From the line with "Where can you spot the dark" through the end of the material, write the lines out again, switching "instance" to "occurrence" and changing nothing else. Leave the pictures out.

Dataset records
# # # #

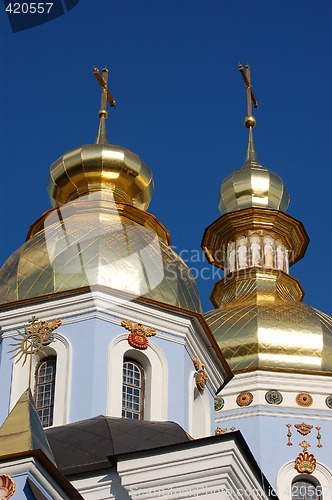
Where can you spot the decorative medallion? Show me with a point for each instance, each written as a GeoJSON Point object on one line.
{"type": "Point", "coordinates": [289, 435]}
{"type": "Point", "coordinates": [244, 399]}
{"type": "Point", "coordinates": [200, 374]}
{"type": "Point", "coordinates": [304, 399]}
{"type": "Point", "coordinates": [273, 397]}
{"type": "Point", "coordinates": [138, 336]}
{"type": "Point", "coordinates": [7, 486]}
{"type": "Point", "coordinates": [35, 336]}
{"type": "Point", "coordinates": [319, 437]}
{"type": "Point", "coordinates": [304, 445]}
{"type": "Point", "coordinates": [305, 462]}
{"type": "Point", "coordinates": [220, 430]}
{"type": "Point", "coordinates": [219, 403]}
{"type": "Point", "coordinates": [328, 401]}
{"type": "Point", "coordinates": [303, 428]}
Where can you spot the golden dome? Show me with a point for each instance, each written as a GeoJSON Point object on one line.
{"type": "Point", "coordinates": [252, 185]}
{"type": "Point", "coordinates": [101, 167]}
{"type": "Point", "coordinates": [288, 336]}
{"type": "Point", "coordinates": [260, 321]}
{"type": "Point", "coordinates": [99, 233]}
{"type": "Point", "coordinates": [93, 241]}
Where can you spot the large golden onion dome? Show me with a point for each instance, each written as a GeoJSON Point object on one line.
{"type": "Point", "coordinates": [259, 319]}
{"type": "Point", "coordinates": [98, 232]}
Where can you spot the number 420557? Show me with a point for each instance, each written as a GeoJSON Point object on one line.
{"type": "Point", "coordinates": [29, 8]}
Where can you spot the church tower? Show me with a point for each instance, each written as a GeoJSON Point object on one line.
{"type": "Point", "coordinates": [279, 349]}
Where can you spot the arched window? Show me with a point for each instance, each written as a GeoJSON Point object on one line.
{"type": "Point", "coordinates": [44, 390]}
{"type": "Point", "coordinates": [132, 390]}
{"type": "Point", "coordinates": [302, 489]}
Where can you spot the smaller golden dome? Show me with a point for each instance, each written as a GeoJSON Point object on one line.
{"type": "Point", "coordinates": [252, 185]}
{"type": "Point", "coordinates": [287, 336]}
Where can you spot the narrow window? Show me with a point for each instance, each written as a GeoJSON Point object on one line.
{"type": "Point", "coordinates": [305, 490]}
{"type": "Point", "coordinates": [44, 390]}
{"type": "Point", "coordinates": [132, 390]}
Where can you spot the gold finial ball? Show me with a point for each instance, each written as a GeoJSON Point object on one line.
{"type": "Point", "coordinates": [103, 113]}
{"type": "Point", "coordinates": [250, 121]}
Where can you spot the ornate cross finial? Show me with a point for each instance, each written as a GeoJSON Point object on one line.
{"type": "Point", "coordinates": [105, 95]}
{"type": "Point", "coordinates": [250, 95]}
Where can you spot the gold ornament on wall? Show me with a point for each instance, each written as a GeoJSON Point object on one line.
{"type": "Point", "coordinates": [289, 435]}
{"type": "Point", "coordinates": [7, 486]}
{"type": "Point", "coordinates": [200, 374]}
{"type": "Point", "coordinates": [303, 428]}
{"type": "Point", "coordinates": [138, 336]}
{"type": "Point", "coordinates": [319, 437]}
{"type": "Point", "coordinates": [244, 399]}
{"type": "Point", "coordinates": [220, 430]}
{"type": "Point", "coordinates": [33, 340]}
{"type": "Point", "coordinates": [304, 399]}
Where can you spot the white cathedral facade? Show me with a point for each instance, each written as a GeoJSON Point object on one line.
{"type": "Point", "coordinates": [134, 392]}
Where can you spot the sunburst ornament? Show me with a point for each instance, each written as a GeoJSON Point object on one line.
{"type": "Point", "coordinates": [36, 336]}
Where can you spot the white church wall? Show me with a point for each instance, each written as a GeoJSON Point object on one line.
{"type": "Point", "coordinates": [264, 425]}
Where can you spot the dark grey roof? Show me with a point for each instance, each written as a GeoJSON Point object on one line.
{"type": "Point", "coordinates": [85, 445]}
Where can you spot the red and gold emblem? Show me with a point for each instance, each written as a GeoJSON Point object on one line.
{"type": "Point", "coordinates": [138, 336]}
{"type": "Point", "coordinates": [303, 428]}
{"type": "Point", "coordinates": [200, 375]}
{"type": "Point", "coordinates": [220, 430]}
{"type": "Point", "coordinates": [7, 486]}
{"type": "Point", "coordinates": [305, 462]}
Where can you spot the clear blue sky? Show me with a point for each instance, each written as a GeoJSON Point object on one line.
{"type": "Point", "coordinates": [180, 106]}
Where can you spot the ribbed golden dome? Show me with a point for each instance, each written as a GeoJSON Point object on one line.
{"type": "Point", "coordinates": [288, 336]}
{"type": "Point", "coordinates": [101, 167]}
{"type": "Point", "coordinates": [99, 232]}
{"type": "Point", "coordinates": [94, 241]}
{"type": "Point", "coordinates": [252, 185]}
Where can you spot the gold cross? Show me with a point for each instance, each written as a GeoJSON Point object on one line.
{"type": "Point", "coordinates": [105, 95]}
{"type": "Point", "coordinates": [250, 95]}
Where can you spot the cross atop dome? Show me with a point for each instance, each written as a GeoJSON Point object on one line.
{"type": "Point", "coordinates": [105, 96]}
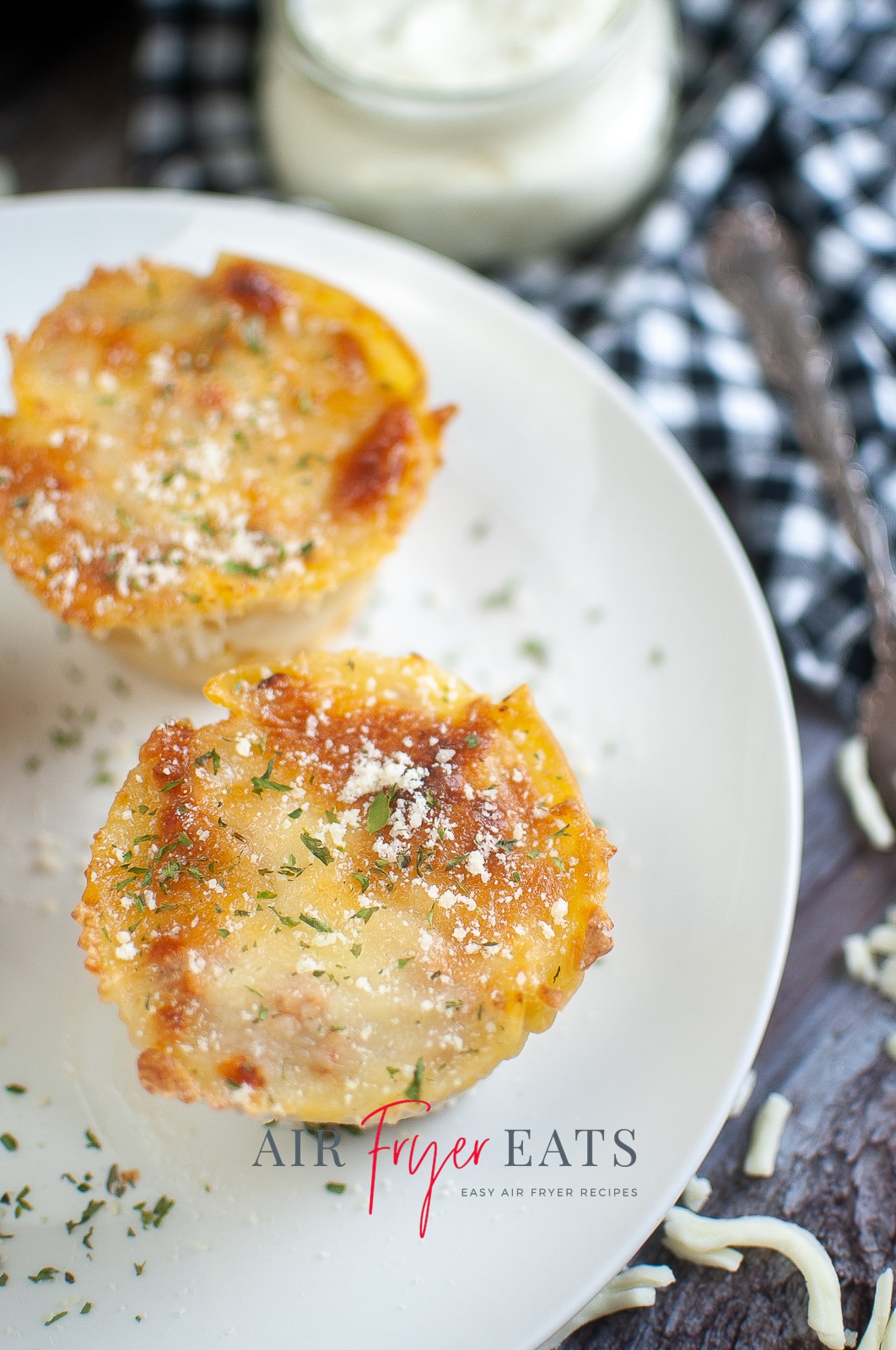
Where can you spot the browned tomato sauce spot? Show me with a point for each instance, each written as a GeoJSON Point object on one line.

# # # #

=== FINAL ANSWER ===
Where can you spot the dark grey roof? Show me with a point for each occurrence, each written as a GeoJSON Point object on one line.
{"type": "Point", "coordinates": [85, 445]}
Where can you spot the red and gold emblem? Show me with a point for each occurrence, each written as a GeoJSON Point object on one line.
{"type": "Point", "coordinates": [138, 336]}
{"type": "Point", "coordinates": [303, 428]}
{"type": "Point", "coordinates": [200, 375]}
{"type": "Point", "coordinates": [220, 430]}
{"type": "Point", "coordinates": [7, 486]}
{"type": "Point", "coordinates": [305, 462]}
Where can you spot the clear blue sky? Show me with a point for each occurrence, each written as a GeoJSON Point object on one line.
{"type": "Point", "coordinates": [180, 106]}
Where can you spot the ribbed golden dome? Show me with a point for each occurrence, each written as a GeoJSON Point object on one line.
{"type": "Point", "coordinates": [288, 336]}
{"type": "Point", "coordinates": [101, 167]}
{"type": "Point", "coordinates": [99, 232]}
{"type": "Point", "coordinates": [94, 241]}
{"type": "Point", "coordinates": [252, 185]}
Where can you spot the gold cross? Show me with a point for each occurrence, each written as a GeoJSON Point object on one line.
{"type": "Point", "coordinates": [105, 95]}
{"type": "Point", "coordinates": [250, 95]}
Where can you spot the cross atop dome? Show me with a point for each occurrence, each written as a GeoJSON Point object on one line.
{"type": "Point", "coordinates": [105, 96]}
Where can you spot the browned tomato sauce spot? Show me with a point for each occurrence, each written as a GeoJSON Point object on one line.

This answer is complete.